What is needed is an exact copy of the entries below, from the line that contains "point per instance: spent" through the final line, both included, and nothing else.

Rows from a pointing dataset
************

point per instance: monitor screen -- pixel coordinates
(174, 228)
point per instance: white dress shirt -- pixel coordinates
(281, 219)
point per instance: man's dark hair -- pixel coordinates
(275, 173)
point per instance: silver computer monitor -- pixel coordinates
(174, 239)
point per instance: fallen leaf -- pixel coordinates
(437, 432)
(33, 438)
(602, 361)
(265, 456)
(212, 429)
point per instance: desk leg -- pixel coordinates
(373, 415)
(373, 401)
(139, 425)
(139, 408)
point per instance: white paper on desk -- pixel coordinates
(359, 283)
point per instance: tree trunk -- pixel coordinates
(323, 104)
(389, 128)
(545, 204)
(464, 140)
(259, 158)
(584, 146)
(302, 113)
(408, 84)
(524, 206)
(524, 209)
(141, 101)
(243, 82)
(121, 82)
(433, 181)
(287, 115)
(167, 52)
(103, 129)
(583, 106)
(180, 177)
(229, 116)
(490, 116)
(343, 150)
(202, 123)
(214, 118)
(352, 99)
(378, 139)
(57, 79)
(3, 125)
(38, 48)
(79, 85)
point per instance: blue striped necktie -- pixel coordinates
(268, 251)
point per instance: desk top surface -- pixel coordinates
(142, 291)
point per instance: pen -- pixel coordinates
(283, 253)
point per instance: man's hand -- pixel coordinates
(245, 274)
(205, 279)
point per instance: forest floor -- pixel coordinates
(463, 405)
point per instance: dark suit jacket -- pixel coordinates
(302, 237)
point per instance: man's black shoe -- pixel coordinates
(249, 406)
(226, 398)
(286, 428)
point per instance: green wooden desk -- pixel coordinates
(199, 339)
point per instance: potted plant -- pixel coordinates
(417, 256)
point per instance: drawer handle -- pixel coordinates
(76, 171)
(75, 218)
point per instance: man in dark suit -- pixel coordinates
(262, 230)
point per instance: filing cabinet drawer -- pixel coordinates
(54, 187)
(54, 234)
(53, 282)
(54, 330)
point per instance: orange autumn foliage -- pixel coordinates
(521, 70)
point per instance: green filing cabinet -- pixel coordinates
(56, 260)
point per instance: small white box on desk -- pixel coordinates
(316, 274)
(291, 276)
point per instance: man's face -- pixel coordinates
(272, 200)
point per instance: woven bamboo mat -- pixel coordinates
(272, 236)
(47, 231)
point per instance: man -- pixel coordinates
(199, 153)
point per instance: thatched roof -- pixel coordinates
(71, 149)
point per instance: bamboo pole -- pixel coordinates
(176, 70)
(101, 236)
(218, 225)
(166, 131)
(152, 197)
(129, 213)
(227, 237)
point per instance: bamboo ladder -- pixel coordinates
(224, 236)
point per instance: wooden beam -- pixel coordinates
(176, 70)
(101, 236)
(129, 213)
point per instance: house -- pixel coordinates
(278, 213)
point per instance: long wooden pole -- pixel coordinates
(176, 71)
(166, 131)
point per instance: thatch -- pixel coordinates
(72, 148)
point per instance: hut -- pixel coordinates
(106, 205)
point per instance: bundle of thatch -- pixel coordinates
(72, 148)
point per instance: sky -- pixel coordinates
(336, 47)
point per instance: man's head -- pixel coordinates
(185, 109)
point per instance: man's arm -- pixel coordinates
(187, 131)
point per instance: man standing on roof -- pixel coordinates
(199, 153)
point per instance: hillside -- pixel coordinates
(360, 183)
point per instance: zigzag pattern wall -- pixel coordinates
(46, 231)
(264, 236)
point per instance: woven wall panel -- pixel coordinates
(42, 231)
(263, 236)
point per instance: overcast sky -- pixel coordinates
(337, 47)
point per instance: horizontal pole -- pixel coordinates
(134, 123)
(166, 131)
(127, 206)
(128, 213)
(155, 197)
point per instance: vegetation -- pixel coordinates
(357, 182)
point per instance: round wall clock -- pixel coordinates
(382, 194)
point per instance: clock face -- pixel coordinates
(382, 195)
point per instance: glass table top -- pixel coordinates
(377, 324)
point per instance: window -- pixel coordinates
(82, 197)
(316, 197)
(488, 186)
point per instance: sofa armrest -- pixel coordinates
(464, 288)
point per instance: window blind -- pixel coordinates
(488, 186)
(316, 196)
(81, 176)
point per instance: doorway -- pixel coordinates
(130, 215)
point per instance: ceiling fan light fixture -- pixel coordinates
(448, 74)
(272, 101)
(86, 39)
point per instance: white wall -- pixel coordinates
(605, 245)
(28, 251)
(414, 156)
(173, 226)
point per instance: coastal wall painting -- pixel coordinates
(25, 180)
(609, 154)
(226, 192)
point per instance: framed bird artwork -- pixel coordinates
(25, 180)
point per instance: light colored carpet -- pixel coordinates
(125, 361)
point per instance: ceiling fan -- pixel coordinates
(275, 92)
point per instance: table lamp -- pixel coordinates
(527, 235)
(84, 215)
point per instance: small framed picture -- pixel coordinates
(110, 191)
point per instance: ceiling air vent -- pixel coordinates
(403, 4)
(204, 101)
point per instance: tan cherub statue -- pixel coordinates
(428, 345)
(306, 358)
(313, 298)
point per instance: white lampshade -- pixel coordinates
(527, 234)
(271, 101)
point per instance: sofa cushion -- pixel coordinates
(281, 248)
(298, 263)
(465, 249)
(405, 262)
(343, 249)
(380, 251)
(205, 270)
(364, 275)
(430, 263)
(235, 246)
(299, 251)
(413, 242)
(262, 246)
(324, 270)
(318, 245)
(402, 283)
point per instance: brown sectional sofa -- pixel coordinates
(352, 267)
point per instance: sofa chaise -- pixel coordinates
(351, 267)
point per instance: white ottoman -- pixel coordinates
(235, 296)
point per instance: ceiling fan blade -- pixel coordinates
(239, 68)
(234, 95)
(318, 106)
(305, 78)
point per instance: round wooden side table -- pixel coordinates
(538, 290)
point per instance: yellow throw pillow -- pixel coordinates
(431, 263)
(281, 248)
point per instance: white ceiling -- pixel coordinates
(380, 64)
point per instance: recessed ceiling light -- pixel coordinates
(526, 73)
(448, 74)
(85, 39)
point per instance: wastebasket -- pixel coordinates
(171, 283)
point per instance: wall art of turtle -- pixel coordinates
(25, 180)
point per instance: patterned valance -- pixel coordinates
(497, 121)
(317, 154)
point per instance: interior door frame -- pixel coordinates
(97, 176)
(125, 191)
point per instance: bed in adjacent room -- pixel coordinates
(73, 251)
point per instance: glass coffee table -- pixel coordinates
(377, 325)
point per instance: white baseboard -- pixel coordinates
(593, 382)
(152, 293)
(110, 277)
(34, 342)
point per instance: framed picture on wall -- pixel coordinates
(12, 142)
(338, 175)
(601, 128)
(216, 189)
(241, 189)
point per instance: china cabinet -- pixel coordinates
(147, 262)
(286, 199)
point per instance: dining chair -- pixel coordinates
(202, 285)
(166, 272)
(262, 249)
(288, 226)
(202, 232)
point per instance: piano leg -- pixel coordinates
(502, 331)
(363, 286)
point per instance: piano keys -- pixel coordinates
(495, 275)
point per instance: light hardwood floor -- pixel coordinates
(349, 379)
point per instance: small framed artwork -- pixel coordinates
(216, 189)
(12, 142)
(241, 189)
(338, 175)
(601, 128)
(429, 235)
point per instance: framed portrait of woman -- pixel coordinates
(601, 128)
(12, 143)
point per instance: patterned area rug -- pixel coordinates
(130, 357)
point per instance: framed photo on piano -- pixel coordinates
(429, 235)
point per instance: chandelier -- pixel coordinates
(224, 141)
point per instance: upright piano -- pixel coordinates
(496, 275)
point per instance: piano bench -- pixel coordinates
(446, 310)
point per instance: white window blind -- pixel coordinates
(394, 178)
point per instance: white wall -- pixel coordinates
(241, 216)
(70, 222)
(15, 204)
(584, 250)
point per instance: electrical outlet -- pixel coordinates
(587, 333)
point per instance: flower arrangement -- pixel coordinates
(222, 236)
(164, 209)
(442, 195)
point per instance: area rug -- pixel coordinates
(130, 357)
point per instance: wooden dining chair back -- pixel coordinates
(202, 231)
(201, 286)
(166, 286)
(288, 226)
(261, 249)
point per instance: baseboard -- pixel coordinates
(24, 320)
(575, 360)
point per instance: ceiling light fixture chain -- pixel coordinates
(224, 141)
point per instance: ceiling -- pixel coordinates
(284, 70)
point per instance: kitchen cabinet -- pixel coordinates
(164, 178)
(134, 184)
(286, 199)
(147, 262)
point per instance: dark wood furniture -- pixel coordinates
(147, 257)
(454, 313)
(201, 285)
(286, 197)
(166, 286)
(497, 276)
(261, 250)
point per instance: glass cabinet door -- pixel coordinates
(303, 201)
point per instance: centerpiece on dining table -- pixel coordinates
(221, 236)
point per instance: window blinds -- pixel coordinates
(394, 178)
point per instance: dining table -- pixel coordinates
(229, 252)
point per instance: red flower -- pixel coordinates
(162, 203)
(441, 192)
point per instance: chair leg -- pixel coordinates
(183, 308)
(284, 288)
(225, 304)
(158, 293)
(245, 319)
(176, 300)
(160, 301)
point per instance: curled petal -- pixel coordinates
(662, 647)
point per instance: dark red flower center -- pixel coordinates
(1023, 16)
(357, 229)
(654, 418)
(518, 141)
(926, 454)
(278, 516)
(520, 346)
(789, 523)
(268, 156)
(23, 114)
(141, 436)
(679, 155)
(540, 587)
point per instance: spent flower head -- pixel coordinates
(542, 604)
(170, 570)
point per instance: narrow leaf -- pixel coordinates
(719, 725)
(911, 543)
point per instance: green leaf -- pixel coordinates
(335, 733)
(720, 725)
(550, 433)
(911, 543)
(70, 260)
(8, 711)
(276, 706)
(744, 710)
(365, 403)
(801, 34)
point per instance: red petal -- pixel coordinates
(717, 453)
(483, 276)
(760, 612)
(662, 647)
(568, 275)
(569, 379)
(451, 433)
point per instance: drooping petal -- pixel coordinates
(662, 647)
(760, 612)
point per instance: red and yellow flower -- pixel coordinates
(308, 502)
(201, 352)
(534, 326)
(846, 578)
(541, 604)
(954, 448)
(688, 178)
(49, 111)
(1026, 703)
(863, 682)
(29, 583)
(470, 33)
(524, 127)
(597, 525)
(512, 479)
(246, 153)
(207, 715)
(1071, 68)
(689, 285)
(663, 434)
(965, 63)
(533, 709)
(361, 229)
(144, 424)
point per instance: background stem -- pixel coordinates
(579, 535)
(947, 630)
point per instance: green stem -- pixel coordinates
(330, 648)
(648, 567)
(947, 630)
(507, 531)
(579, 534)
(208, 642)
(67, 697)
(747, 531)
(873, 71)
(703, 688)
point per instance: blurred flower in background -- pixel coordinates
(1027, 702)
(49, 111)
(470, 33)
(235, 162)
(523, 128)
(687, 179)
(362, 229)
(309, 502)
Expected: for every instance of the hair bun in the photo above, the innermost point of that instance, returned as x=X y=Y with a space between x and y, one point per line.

************

→ Result
point per instance: spent flower head -- pixel coordinates
(542, 604)
(170, 570)
point per instance: narrow leaf -- pixel coordinates
(719, 725)
(911, 543)
point per instance: green leaf -- pixel coordinates
(335, 733)
(720, 725)
(550, 433)
(911, 543)
(70, 260)
(8, 711)
(276, 706)
(744, 710)
(365, 403)
(801, 34)
point per instance: red petal -- pixel coordinates
(717, 453)
(483, 276)
(760, 612)
(662, 647)
(568, 275)
(569, 379)
(451, 433)
point per instance: drooping petal -- pixel coordinates
(662, 647)
(760, 612)
point per instance: red and yellow flower -- pixel coordinates
(308, 502)
(201, 352)
(534, 326)
(846, 578)
(541, 604)
(954, 448)
(688, 178)
(49, 111)
(1026, 703)
(863, 682)
(29, 583)
(470, 33)
(524, 127)
(597, 525)
(512, 479)
(246, 153)
(207, 715)
(1071, 68)
(689, 285)
(663, 434)
(965, 63)
(533, 709)
(361, 229)
(144, 424)
point per instance: background stem -- pixel coordinates
(579, 535)
(947, 630)
point per instance: green stem -- pixel coordinates
(330, 648)
(648, 567)
(947, 630)
(507, 531)
(579, 534)
(208, 642)
(67, 697)
(747, 531)
(873, 71)
(703, 688)
point per instance: blurred flower in background -- pixel coordinates
(1027, 702)
(49, 111)
(470, 33)
(235, 162)
(523, 128)
(687, 179)
(362, 229)
(309, 502)
Expected: for every instance of the hair bun in the photo above, the innermost point of that instance, returned as x=X y=Y with a space between x and y, one point per line.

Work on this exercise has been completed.